Segment Start: AVAILABLE DATA

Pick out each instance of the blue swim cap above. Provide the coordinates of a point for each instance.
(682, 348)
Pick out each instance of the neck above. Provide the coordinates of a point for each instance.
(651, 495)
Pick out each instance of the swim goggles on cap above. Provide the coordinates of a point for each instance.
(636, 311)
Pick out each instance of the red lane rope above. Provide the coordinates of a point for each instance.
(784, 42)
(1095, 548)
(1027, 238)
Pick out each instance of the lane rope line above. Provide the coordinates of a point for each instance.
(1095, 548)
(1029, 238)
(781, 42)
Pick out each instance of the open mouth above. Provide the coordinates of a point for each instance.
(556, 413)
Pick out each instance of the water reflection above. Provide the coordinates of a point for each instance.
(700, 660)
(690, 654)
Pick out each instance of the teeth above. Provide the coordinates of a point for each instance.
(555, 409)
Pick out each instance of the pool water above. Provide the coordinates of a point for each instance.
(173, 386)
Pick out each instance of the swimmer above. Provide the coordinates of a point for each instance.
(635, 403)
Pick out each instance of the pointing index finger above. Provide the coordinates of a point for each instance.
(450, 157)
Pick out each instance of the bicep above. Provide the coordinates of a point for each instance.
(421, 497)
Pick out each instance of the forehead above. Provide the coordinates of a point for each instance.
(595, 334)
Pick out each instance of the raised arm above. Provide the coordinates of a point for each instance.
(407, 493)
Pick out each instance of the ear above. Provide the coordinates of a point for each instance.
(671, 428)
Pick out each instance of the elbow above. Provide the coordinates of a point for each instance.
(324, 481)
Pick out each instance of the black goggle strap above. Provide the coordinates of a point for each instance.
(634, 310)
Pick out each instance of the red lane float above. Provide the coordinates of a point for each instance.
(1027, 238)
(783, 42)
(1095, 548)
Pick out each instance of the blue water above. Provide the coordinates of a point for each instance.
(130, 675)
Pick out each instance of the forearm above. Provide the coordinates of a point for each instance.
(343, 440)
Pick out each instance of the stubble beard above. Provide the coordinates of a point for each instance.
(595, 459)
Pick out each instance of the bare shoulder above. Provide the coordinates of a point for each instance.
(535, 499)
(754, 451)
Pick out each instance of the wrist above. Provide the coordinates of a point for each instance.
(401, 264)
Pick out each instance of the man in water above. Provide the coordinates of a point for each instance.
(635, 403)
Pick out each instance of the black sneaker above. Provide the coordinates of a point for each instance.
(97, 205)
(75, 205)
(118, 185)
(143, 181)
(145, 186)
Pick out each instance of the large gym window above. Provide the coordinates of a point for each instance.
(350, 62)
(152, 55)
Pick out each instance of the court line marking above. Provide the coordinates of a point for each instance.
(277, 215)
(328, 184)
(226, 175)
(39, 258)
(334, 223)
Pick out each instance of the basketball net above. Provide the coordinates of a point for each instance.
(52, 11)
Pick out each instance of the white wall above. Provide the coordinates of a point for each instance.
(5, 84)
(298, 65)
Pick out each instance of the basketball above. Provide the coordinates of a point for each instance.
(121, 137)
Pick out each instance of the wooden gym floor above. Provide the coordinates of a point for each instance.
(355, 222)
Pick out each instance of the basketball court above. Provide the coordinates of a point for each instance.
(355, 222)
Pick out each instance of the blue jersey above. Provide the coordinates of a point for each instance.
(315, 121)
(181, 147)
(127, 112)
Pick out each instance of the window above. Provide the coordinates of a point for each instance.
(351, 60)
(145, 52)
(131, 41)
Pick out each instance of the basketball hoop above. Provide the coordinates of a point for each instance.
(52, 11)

Segment End: AVAILABLE DATA

### WORK INSTRUCTION:
Exactly as they stand above, retype all of the records.

### ANSWER TO THE PROBLEM:
Pick out each instance of the blue swim cap above. Provide the coordinates of a point for each instance.
(682, 348)
Pick out each instance of the neck above. Provide the coordinates of a point for each instance.
(651, 495)
Pick out each instance of the swim goggles on cap above. Provide the coordinates of a point for each instance.
(636, 311)
Pick out each instance of the red lane rope above. Provide the coordinates of a point for each instance.
(784, 42)
(1095, 548)
(1027, 238)
Pick out each instance of the lane rope line above. Provide the coordinates of a point for each instance.
(1095, 548)
(1029, 238)
(781, 42)
Pick out each instance of the open mouth above. Provide the coordinates of a point for each instance.
(556, 413)
Pick out each instance of the water reflection above. Provide the coordinates of a point for each instance.
(700, 660)
(690, 654)
Pick out each instance of the teeth above. Provide the coordinates of a point for each instance.
(555, 409)
Pick out each instance of the pool water above. Provide the coordinates of a point for each instance.
(173, 386)
Pick out each instance of the swimmer above. Provide the coordinates of a point for each instance.
(635, 403)
Pick out each instance of the pointing index finger above. Provide the coordinates of a point for each instance.
(450, 157)
Pick out each instance of the bicep above. Provide the coordinates of a point for each instance.
(421, 497)
Pick out each instance of the forehead above. Provide the coordinates of a point for each instance.
(595, 334)
Pick out each instance of the raised arm above. Provide the coordinates of a point for each instance.
(407, 493)
Pick out each instance of the ear above. Provide the coordinates of a point for each instance.
(671, 428)
Pick out each instance of the elbow above. Provide the coordinates of a point for each instance.
(324, 481)
Pick out each instance of the black goggle strap above. Provide the coordinates of a point for each instance.
(634, 310)
Pick out each instance of the red lane float above. Provide the coordinates of a point for each instance.
(1027, 238)
(783, 42)
(1095, 548)
Pick out each instance of the blue water above. Provide the coordinates of a point for each instance.
(130, 675)
Pick out each instance of the forearm above. Provide the coordinates of a point for each instance.
(343, 440)
Pick out each instance of the stubble beard above. Provide the coordinates of a point for each instance.
(595, 459)
Pick out each instance of the bare shoulder above. Provide the coordinates of a point for each instance.
(535, 499)
(754, 451)
Pick out each instance of the wrist above. Provide the coordinates of a point for each instance.
(401, 264)
Pick out each instance of the man in water above. Provide the coordinates of a point for each instance.
(635, 403)
Pick out each instance of the black sneaker above. Provide the coordinates of a point for each instance.
(97, 205)
(75, 205)
(118, 185)
(143, 181)
(145, 186)
Pick out each instance of the large gym window above. Provide the coordinates of a point for each instance.
(350, 62)
(152, 55)
Pick out each instance of the court line marking above. Provide the coordinates of a point for each instance.
(277, 215)
(328, 184)
(226, 175)
(39, 258)
(334, 223)
Pick out each instance of the basketball net above. Provide the coordinates of a point for each instance.
(52, 11)
Pick out each instance of the white wall above. Provide the coordinates of a point for each instance.
(5, 84)
(298, 65)
Pick out each instance of the basketball above. Provide the coordinates of a point for each instance.
(121, 137)
Pick out each instance of the wooden gym floor above. Provide the coordinates of a point for each instance.
(355, 222)
Pick out each instance of the basketball court above. Provide the coordinates of a point for each instance.
(355, 222)
Pick out each instance of the blue jersey above. Provide the coordinates of a point for each instance.
(315, 121)
(181, 147)
(127, 112)
Pick out each instance of the window above. Provide the coordinates of a point for each instance.
(351, 60)
(145, 52)
(131, 41)
Pick out each instance of the basketball hoop above. Provide the coordinates of a point for each instance.
(52, 11)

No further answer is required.